>>>>>
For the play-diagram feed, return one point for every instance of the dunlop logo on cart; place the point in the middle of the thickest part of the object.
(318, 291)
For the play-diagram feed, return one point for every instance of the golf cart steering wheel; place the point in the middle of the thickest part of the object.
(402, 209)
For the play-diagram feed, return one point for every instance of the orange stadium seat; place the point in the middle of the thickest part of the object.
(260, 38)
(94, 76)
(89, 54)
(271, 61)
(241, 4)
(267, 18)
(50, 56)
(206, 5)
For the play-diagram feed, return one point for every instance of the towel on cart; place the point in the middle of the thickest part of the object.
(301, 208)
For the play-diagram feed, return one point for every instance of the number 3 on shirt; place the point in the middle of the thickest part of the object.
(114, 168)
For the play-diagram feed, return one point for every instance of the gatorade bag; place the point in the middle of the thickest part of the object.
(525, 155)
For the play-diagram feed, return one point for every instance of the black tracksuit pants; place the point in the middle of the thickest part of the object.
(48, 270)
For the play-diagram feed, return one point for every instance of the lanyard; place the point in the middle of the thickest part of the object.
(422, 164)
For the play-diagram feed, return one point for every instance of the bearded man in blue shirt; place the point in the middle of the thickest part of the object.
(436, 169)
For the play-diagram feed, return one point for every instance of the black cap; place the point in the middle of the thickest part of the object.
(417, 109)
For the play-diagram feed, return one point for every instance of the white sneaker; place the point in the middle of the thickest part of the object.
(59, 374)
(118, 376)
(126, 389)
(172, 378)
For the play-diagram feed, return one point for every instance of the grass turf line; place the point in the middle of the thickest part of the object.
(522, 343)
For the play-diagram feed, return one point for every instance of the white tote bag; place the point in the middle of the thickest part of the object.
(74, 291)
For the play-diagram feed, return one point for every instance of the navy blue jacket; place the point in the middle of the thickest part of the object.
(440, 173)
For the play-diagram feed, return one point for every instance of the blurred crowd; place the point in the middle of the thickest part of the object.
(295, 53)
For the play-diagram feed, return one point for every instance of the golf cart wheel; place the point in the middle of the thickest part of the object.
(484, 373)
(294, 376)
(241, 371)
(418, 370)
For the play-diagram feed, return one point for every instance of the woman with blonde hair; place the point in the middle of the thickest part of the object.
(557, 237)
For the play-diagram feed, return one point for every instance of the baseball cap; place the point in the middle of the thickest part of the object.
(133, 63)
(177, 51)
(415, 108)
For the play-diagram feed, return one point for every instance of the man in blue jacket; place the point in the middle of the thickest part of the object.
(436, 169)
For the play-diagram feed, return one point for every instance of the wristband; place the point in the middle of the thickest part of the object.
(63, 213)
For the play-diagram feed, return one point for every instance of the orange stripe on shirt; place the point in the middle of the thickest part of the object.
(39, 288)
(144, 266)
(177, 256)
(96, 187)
<<<<<
## Task to complete
Every entry needs to be copied again, word for word.

## Task response
For the play-diagram feed, return one point for every instance of the dunlop logo on cart; place the point in the middle of the thickest part of the object.
(318, 291)
For the play-diagram feed, return one point for every instance of the golf cart steering wheel; place the point in the middle of the thickest part of the object.
(402, 209)
For the play-diagram feed, return one point for every instance of the orange stadium seat; place the point in the middle of the thickest part of the object.
(260, 38)
(94, 76)
(89, 54)
(271, 61)
(241, 4)
(267, 18)
(50, 56)
(206, 5)
For the play-diagram feed, return one point for every instance of the towel on cart; place the point in the middle of the thickest part of the object.
(301, 208)
For the play-diagram feed, return one point for every instance of the number 3 on shirt; place the point in the middle of the thickest part of the object.
(114, 168)
For the play-diagram feed, return one point for every instance of the gatorade bag; place the point in the middle of the thickest part of the object.
(525, 155)
For the play-diagram feed, return one point for every instance of the black tracksuit pants; place the point in the middle of the thickest part of the object.
(48, 270)
For the play-diagram feed, return one point for every instance of the lanyard; place the point in the middle of the thickest part of the object.
(422, 164)
For the play-diagram feed, return one point for every instance of the bearded man in blue shirt; place the point in the middle of the thickest part of the object.
(436, 169)
For the play-diagram feed, return one point for every instance of the black cap; place the point in the middle of the thickest part of the object.
(417, 109)
For the play-diagram feed, return one point for every instance of the white sneaker; place the point in the middle of the thickest part of the object.
(59, 374)
(118, 376)
(126, 389)
(172, 378)
For the play-diagram feed, return one point for every instance of the grass turf line; place the point in the middle of the thickest part of the object.
(522, 343)
For the play-diagram feed, return one point for every instance of the white tote bag; place the point in the middle of the thickest part of the object.
(74, 291)
For the play-diagram feed, return one point for every instance of the navy blue jacket; place the point in the middle of the thickest part of the object.
(440, 173)
For the play-diagram feed, return one point for every instance of the blurred crowd; place the point in the middle of the thickest part of the object.
(295, 53)
For the play-diagram feed, return one point for every instance of the golf cart wheel; place the point in the middle of the thickest part of the object.
(484, 373)
(294, 376)
(241, 371)
(418, 370)
For the play-diagram feed, return one point for every instance of the woman with blonde hair; place the point in the middle of the thickest part of the object.
(557, 237)
For the play-diagram feed, return one point for every instance of the baseball cap; place the point in the middle of the thickest part of the object.
(133, 63)
(177, 51)
(415, 108)
For the play-diagram feed, return one point for every instance of the man in blue jacket; place the point in the middle of the thickest part of the object.
(436, 169)
For the play-diagram feed, return one point for every instance of the wristband; place the point in the middle of the thickest part of the object.
(63, 213)
For the play-diagram feed, return one point for every instance of the orange stripe on shirt; place the point in the middle of the thickest part of the object.
(39, 288)
(144, 266)
(177, 256)
(96, 187)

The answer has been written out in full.